*Exercise instructions*:
• a. Decide whether each statement agrees with the sermon below: (i) in 1979, Michael Feshbach was a sophomore at Haverford College; (ii) the hall where he lived held mostly Bryn Mawr seniors; (iii) he brought his own chanukiah to the dorm. For each, answer yes or no and quote the deciding words of the sermon.
• b. Using the sermon below, explain in one to three sentences why Feshbach had a chanukiah during Chanukah that year.
• c. Quote the sermon below from "Rabbi Charles P." to "had anyone else.".

*Passage shown*:
Rabbi Charles P. Sherman
December 12, 2003

A Model for Jewish Survival


I am grateful for much of this message to Rabbi Michael Feshbach, who writes that in 1979 he was a sophomore at Haverford College. "My ‘home’ that year was a cramped room in an old gothic dorm at Bryn Mawr College, where I was living as part of the dorm exchange with Haverford. The hall was mostly Bryn Mawr freshmen women. Three of them were Jewish and away from home for the first time during Chanukah. It was finals week and we were all pretty tense.
I really appreciated my home congregation. (Just as we do here at Temple Israel), they had taken it upon themselves to send chanukiot to all of the college students from the congregation. I sure hadn’t thought ahead to bring one of my own, and neither had anyone else.

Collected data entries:
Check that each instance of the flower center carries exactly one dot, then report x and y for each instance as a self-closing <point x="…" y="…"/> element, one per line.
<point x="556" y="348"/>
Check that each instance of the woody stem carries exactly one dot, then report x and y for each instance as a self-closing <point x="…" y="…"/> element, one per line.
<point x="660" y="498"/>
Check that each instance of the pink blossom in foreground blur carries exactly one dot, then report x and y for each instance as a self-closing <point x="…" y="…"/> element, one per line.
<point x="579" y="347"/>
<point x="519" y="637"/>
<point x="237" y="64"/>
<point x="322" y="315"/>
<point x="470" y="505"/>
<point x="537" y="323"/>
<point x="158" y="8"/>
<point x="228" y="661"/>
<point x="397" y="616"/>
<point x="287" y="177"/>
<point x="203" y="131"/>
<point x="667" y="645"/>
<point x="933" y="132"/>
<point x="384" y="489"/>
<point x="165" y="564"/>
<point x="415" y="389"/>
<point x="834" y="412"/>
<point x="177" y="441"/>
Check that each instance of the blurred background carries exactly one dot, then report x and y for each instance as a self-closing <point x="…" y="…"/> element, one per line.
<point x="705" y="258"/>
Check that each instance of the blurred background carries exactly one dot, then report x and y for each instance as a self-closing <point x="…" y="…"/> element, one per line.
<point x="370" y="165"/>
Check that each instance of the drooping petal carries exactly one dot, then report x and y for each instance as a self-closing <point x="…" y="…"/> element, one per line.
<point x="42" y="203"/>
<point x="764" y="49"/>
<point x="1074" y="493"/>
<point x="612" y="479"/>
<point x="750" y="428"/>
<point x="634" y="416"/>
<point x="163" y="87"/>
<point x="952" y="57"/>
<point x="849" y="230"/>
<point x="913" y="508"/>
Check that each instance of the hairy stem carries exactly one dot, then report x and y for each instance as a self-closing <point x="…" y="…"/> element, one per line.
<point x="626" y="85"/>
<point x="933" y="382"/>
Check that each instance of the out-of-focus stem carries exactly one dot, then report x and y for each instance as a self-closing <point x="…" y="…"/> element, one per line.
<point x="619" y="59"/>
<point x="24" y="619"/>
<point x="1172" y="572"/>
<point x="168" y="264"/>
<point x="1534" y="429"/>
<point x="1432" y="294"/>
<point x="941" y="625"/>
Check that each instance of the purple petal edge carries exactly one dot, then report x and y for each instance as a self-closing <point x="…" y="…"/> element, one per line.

*Answers*:
• a.
(i) Yes: "in 1979 he was a sophomore at Haverford College"
(ii) No: "The hall was mostly Bryn Mawr freshmen women."
(iii) No: "I sure hadn’t thought ahead to bring one of my own"

• b. He had not thought ahead to bring one of his own, but his home congregation had taken it upon themselves to send chanukiot to all of the college students from the congregation.

• c.
Rabbi Charles P. Sherman
December 12, 2003

A Model for Jewish Survival


I am grateful for much of this message to Rabbi Michael Feshbach, who writes that in 1979 he was a sophomore at Haverford College. "My ‘home’ that year was a cramped room in an old gothic dorm at Bryn Mawr College, where I was living as part of the dorm exchange with Haverford. The hall was mostly Bryn Mawr freshmen women. Three of them were Jewish and away from home for the first time during Chanukah. It was finals week and we were all pretty tense.
I really appreciated my home congregation. (Just as we do here at Temple Israel), they had taken it upon themselves to send chanukiot to all of the college students from the congregation. I sure hadn’t thought ahead to bring one of my own, and neither had anyone else.